WHAT TO WORK ON: Reproduce every record exactly as given.

========

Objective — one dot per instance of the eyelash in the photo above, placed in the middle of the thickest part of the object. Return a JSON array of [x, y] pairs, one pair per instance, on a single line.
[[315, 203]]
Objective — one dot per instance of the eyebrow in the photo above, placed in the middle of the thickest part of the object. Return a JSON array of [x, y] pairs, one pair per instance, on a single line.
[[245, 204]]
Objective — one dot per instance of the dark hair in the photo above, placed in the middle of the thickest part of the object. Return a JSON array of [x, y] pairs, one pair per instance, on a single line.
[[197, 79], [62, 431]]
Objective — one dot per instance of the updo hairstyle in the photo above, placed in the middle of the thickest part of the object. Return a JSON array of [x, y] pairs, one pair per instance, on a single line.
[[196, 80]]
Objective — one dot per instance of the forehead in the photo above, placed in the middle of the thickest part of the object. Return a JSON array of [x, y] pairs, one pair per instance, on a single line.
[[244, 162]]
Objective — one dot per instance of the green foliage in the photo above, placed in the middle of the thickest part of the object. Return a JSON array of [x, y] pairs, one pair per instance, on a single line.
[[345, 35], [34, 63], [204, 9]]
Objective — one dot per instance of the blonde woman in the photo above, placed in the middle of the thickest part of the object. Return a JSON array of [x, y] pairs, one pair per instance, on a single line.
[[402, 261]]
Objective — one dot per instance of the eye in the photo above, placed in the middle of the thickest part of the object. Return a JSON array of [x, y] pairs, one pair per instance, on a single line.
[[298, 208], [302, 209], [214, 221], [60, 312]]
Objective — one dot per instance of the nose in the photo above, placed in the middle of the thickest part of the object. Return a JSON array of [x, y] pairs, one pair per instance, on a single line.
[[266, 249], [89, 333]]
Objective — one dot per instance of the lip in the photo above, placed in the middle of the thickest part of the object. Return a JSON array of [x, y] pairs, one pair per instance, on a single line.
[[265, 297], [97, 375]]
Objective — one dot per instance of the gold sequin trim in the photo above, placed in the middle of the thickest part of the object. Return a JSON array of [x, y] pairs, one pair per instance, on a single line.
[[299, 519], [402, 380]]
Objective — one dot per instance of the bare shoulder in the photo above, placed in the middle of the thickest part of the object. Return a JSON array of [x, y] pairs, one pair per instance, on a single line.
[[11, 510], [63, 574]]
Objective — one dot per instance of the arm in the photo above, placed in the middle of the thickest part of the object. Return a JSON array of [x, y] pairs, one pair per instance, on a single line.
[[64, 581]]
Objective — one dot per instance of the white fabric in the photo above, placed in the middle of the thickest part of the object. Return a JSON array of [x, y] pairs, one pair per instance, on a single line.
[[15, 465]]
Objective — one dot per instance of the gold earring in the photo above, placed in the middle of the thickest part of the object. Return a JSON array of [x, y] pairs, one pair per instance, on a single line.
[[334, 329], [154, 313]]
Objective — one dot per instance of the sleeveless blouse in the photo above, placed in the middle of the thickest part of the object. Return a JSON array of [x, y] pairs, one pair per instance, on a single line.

========

OUTPUT FOR THIS EXERCISE:
Objective — one dot per instance of the eyelash in the photo above, placed in the middle of the thickest part of the object. Return a JSON array of [x, y] pairs, one pair per instance, on a single line.
[[315, 203]]
Objective — one dot per instance of the eyebrow in the photo above, placed in the middle of the thickest part of the object. Return a JSON array of [x, y] pairs, one pair per instance, on a single line.
[[245, 204]]
Objective — one dot per instance of the dark hair in the photo above, placed in the middle of the thickest part of the object. Return a JSON array of [x, y] pairs, one pair per instance, on a single line.
[[197, 79], [62, 431]]
Objective — one dot per instance of the updo hairstyle in the photo above, placed in the middle of the thickest part of the object. Return a JSON array of [x, y] pairs, one pair per instance, on a single line.
[[196, 80]]
Objective — one dot per instance of the forehead in the photo above, placed in the middle of the thickest part of the object. Return a JSON array of [x, y] pairs, one pair per instance, on a single line.
[[244, 162]]
Objective — one dot per instance of the green foliage in the photo above, placed in the middle of the thickest part of the object. Return a JSON array of [x, y] pairs, one pair per instance, on a single line.
[[345, 35], [34, 63], [204, 9]]
Objective — one dot per instance of the blonde woman in the photo above, placed in the middle of the thickest part of the object. Return a JSON array of [x, y] pairs, one pair per instance, on a single line.
[[402, 261]]
Objective — one dot per instance of the eye in the photo above, placed in the middle of the thickest part of the object. Return a JSON array of [x, y] pairs, one pair per instance, on a single line.
[[298, 208], [302, 209], [214, 221], [60, 312]]
Objective — one dot per instance of the nose in the photo above, placed in the middle of the thickest part of the object. Return a JSON array of [x, y] pairs, one pair per instance, on a single line.
[[266, 249], [89, 333]]
Objective — one dot per instance of the lip in the photo above, placed in the middle of the thickest part of the object. Return a JSON array of [x, y] pairs, one pair per instance, on a single line.
[[265, 297], [97, 375]]
Objective — one dot per instance of the gold sequin trim in the photo above, placed in the middle of the thickest part of the object. Return a JSON array of [x, y] pairs, one pair per instance, on a single line.
[[299, 519], [402, 380]]
Objective — one dot per instance of the bare shoulder in the photo above, placed in the middle of the thickest part of the object. Return a JSON array of [x, y] pairs, one pair per instance, on a single line.
[[11, 510], [63, 574]]
Objective — one dot per instance of the arm in the photo above, placed in the middle of the thickest part of the object. Return a JSON array of [x, y] pairs, one pair per instance, on a single line.
[[64, 581]]
Objective — one dot per instance of the white fabric in the photo above, placed in the middle of the thickest part of the object. Return a JSON array of [x, y] pairs, one pair per instance, on a single line.
[[15, 465]]
Objective — one dot per instance of the gold earring in the photo above, placed in the middle of the thickest part of the object. Return a JSON array of [x, y] pairs, one pair per instance, on a single line.
[[334, 329], [154, 313]]
Objective — one dot per instance of the sleeveless blouse in the photo above, placed in the middle of the thickest part of the object. Return a JSON array of [x, y] pairs, one pair per instance, on a single line.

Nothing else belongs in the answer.